Dataset entries

•••••

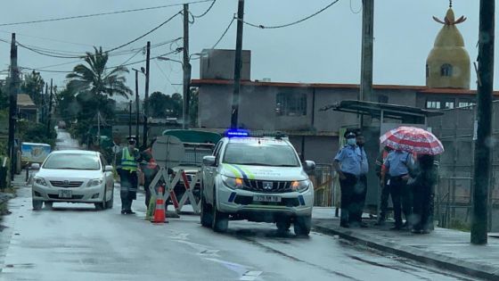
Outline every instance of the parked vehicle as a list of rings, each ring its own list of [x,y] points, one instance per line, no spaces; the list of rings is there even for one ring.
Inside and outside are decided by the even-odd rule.
[[[39,167],[33,166],[37,165]],[[112,166],[100,153],[55,151],[33,178],[33,210],[40,210],[44,202],[51,207],[57,202],[94,203],[97,210],[110,209],[113,192]]]
[[[202,167],[204,227],[225,232],[229,219],[276,223],[287,232],[308,236],[314,186],[291,144],[282,137],[225,137]]]

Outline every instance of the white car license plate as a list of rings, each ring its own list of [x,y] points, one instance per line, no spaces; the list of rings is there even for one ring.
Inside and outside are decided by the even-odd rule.
[[[72,190],[60,190],[59,191],[59,197],[60,198],[71,198],[71,197],[73,197],[73,191]]]
[[[281,197],[274,195],[254,195],[253,201],[258,202],[281,202]]]

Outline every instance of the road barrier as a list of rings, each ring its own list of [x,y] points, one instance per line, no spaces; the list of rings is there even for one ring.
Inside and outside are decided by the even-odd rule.
[[[154,179],[152,179],[152,181],[151,182],[151,185],[147,186],[147,188],[149,188],[149,190],[151,191],[151,198],[156,198],[156,200],[162,200],[163,206],[164,202],[167,202],[168,198],[170,198],[175,210],[178,213],[182,211],[182,209],[186,204],[187,200],[189,200],[193,211],[196,214],[199,214],[200,212],[200,200],[196,199],[193,194],[193,187],[191,186],[195,186],[198,182],[200,182],[200,178],[201,173],[200,171],[192,178],[191,181],[189,181],[185,171],[182,169],[176,172],[173,178],[170,178],[169,175],[167,172],[167,169],[161,168],[156,177],[154,177]],[[184,195],[182,195],[180,201],[177,201],[176,195],[175,194],[175,186],[181,181],[184,183],[185,193],[184,194]],[[158,185],[160,186],[159,188],[161,188],[165,191],[164,193],[159,193],[156,191],[155,186]],[[149,211],[153,210],[151,209],[151,204],[150,204]],[[158,207],[156,206],[155,208],[157,209]],[[150,214],[150,211],[148,211],[148,214]]]
[[[154,211],[153,223],[167,222],[167,214],[165,212],[165,201],[163,201],[163,186],[160,186],[158,190],[159,196],[156,198],[156,208]]]

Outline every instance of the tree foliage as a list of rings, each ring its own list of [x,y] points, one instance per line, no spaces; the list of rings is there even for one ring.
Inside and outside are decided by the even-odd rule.
[[[44,102],[47,102],[47,95],[42,95],[45,82],[39,72],[33,71],[26,74],[24,81],[20,85],[20,90],[24,94],[28,94],[35,104],[41,106]],[[43,101],[45,98],[45,101]]]
[[[152,117],[180,117],[182,116],[182,95],[174,94],[168,95],[161,92],[154,92],[149,97],[149,108]]]
[[[124,73],[128,73],[128,70],[124,66],[118,66],[108,71],[108,54],[102,51],[102,47],[94,49],[94,54],[86,53],[85,62],[87,65],[78,64],[72,73],[66,76],[70,79],[68,87],[77,94],[89,93],[95,98],[102,98],[102,95],[128,97],[132,90],[127,87],[127,79],[123,76]]]

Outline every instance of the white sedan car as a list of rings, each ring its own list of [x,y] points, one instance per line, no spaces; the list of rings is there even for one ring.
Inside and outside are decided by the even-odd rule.
[[[100,153],[65,150],[48,155],[32,180],[33,210],[54,202],[94,203],[112,208],[114,178]]]

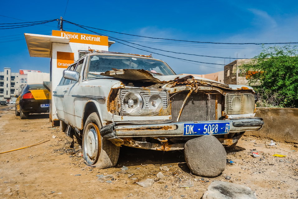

•••••

**AIM OF THE TASK:** Reproduce every line of the data above verbatim, leaving out the pictures.

**EXERCISE RESPONSE:**
Outline every instance of the parked vehicle as a list of rings, each ring its own list of [x,y] points, one instance per line, no spaces; the list of rings is there even for one ring.
Inside and outside are decided by the even-odd rule.
[[[39,167],[33,166],[37,165]],[[112,166],[100,153],[55,151],[33,178],[33,210],[40,210],[44,202],[51,207],[57,202],[94,203],[97,210],[110,209],[113,192]]]
[[[202,167],[204,227],[225,232],[229,219],[276,223],[287,232],[308,236],[314,186],[291,144],[282,137],[225,137]]]

Outline every instance of the white car license plate as a list of rings, each ring its own list of [x,y] points, one instance per line, no spaces; the list of rings is there even for one ring.
Inside and outside are decided by the even-odd rule.
[[[72,190],[60,190],[59,191],[59,197],[60,198],[71,198],[71,197],[73,197],[73,191]]]
[[[281,197],[274,195],[254,195],[253,201],[258,202],[281,202]]]

Outline every instance of the road barrier as a list of rings, each ring its own list of [x,y] points, one instance per line, no spaces; the list of rings is there even for one ring.
Inside and outside are decided by the even-odd rule.
[[[154,179],[152,179],[152,181],[151,182],[151,185],[147,186],[147,188],[149,188],[149,190],[151,191],[151,198],[156,198],[156,200],[162,200],[163,206],[164,202],[167,202],[168,198],[170,198],[175,210],[178,213],[182,211],[182,209],[186,204],[187,200],[189,200],[193,211],[196,214],[199,214],[200,212],[200,200],[196,199],[193,194],[193,187],[191,186],[195,186],[198,182],[200,182],[200,178],[201,173],[200,171],[192,178],[191,181],[189,181],[185,171],[182,169],[176,172],[173,178],[170,178],[169,175],[167,172],[167,169],[161,168],[156,177],[154,177]],[[184,195],[182,195],[180,201],[177,201],[176,195],[175,194],[175,186],[181,181],[184,183],[185,193],[184,194]],[[158,185],[160,186],[159,188],[161,188],[165,191],[164,193],[159,193],[156,191],[155,186]],[[149,211],[153,210],[151,209],[151,204],[150,204]],[[158,207],[156,206],[155,208],[157,209]],[[150,214],[150,211],[148,211],[148,214]]]
[[[154,211],[153,223],[167,222],[167,214],[165,212],[165,201],[163,201],[163,186],[160,186],[158,190],[159,196],[156,198],[156,208]]]

Outline every instance of the tree foliage as a list of rings, each ring its own list of [x,y] points, one instance per line, no spaces; the list of rings is there even for one ring.
Inside and outside are decided by the even-odd rule.
[[[44,102],[47,102],[47,95],[42,95],[45,82],[39,72],[33,71],[26,74],[24,81],[20,85],[20,90],[24,94],[28,94],[35,104],[41,106]],[[43,101],[45,98],[45,101]]]
[[[152,117],[180,117],[182,116],[182,95],[174,94],[168,95],[161,92],[154,92],[149,97],[149,108]]]
[[[124,73],[128,73],[128,70],[124,66],[118,66],[108,71],[108,54],[102,51],[102,47],[94,49],[94,54],[86,53],[85,62],[87,65],[78,64],[72,73],[66,76],[70,79],[68,87],[77,94],[89,93],[95,98],[102,98],[102,95],[128,97],[132,90],[127,87],[127,79],[123,76]]]

Outline every instance of the white sedan car as a list of rings, each ring its own list of [x,y] points, one instance per line, no spaces; the list of rings is there even for one ring.
Inside and outside are decided by the even-odd rule.
[[[100,153],[65,150],[48,155],[32,180],[33,210],[54,202],[94,203],[112,208],[114,178]]]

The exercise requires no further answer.